» **Task requirements**
Considering only lines that hold the word "great", report how many there are in the listing below, as a single number.

» **Recorded information**
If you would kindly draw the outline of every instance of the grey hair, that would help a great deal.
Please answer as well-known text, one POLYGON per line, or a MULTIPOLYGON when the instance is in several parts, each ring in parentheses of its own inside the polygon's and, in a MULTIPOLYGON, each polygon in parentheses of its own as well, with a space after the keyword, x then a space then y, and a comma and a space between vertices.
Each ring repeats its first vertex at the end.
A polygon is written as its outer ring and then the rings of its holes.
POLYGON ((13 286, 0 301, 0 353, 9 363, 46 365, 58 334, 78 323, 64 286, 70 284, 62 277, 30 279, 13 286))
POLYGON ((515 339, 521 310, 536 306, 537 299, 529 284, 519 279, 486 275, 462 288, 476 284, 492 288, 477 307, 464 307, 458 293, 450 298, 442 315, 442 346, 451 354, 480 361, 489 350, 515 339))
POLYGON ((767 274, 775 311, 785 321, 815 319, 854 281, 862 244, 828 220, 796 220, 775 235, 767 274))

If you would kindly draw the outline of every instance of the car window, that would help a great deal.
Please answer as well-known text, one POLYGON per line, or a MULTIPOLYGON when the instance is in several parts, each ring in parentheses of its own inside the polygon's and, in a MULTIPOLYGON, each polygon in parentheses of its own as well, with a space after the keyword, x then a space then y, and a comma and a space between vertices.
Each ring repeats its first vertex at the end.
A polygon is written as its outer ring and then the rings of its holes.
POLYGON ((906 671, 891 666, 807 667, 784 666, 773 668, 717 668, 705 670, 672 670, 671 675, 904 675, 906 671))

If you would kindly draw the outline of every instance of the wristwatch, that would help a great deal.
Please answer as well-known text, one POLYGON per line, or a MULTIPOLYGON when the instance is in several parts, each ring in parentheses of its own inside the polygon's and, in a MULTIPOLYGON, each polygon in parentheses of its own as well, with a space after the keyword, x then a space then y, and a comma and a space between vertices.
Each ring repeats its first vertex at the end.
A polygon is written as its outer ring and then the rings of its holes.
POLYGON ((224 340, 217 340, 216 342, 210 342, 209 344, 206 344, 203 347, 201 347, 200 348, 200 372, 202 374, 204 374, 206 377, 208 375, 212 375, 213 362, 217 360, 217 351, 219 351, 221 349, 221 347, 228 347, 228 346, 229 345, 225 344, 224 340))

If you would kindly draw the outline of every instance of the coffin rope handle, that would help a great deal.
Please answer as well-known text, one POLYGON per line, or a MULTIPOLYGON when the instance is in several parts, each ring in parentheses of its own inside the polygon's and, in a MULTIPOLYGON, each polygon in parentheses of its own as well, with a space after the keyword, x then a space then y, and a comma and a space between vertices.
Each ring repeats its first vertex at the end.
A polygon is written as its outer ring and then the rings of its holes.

» **Written solution**
4